⟨
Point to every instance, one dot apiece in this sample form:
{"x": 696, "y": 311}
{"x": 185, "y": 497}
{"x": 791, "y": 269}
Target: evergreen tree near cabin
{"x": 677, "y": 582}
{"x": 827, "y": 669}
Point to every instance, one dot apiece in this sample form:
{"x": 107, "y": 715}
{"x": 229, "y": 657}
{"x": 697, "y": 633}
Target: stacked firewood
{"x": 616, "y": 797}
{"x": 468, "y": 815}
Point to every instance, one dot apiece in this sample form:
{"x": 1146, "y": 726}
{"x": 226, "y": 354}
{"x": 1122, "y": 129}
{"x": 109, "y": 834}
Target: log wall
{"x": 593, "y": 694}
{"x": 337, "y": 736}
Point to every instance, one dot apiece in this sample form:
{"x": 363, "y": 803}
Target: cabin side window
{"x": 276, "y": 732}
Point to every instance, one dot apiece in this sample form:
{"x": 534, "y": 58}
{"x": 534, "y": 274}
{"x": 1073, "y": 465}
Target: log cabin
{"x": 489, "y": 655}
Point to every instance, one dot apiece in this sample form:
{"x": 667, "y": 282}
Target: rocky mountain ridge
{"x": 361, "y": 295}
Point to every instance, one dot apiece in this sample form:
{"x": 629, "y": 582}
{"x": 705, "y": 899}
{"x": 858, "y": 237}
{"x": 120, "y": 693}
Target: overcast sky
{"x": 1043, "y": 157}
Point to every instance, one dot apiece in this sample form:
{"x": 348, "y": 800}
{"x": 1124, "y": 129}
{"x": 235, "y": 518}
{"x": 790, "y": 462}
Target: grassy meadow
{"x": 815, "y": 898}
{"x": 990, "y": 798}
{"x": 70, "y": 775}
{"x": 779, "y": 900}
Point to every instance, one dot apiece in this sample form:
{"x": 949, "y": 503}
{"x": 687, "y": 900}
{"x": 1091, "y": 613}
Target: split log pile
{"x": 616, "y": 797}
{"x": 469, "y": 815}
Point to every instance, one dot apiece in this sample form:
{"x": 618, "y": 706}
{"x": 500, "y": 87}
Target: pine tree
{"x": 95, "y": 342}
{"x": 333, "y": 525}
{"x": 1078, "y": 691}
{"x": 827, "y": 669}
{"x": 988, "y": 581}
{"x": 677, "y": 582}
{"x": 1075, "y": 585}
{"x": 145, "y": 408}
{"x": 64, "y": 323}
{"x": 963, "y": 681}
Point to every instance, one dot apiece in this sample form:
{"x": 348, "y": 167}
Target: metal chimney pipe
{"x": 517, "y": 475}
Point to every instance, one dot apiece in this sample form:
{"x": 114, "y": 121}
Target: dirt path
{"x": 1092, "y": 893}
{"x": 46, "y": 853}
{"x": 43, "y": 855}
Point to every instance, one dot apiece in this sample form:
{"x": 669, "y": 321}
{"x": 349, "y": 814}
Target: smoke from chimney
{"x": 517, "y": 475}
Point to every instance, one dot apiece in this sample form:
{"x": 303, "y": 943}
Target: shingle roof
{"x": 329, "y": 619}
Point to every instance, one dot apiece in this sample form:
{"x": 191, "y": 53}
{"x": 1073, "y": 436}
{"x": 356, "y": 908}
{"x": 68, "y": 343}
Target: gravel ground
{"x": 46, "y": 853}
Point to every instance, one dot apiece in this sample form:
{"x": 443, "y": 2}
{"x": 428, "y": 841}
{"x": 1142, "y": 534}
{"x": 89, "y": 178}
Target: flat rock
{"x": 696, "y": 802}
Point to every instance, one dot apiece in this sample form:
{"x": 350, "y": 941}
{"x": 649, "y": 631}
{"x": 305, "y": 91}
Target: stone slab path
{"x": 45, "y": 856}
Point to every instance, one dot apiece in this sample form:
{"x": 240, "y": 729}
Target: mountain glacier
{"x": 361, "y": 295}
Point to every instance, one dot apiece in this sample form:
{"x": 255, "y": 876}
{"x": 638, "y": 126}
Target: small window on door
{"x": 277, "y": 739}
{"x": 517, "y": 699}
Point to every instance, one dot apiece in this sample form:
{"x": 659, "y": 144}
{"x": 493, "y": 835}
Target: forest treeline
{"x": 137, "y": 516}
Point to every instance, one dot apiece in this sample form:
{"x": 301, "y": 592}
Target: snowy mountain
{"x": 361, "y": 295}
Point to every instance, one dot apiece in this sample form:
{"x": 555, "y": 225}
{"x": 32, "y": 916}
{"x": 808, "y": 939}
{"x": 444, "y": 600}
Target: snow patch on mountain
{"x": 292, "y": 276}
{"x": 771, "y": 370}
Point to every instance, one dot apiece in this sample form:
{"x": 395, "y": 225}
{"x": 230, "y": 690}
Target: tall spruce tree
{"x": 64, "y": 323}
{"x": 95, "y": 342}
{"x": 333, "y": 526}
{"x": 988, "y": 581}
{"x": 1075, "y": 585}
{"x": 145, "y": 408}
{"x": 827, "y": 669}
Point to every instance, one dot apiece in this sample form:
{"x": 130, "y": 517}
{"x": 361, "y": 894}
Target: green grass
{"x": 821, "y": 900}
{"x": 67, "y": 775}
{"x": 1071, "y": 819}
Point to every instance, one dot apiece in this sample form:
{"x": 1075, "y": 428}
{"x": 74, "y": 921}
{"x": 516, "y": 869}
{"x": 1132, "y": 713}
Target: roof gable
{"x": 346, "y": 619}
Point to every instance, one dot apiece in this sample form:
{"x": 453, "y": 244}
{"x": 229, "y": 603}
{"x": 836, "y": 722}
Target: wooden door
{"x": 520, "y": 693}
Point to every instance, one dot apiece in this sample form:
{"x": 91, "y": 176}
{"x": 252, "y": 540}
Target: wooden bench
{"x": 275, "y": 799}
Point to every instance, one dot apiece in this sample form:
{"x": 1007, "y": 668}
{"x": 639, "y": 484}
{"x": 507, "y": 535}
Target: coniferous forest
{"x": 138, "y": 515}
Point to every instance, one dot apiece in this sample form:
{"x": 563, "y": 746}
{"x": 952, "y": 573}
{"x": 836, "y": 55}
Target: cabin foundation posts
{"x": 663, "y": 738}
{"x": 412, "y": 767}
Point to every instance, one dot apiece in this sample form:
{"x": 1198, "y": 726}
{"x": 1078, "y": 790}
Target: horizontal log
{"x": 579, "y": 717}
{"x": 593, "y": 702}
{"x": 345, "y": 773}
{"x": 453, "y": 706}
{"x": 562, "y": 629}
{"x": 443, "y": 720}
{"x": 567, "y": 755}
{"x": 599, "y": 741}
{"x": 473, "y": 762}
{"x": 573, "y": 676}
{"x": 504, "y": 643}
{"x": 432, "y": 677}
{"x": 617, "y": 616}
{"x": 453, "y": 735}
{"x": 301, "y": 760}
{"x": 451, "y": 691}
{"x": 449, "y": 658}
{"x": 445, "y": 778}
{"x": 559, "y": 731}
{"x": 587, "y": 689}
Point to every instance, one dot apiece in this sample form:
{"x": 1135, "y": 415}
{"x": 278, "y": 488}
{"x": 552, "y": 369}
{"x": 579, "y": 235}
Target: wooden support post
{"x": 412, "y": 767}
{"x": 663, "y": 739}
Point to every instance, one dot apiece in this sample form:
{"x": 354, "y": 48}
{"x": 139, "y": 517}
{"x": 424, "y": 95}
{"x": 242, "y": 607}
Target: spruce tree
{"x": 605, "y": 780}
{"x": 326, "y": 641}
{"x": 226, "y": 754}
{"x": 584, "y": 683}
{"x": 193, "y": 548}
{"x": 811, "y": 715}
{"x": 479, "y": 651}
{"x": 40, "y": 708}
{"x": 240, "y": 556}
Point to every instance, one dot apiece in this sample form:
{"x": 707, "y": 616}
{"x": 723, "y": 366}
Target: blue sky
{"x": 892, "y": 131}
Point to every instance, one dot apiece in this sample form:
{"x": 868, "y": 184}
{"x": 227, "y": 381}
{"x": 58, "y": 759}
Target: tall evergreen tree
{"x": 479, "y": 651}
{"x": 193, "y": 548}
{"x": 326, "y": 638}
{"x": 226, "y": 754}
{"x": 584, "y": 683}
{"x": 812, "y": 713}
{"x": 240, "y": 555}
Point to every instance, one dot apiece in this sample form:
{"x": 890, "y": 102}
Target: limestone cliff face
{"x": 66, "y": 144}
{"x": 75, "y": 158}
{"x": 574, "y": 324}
⟩
▶ **TASK**
Determine how many lines in the items above contain the word "wooden", and state only that number.

▶ **RESULT FOR THIS TASK**
3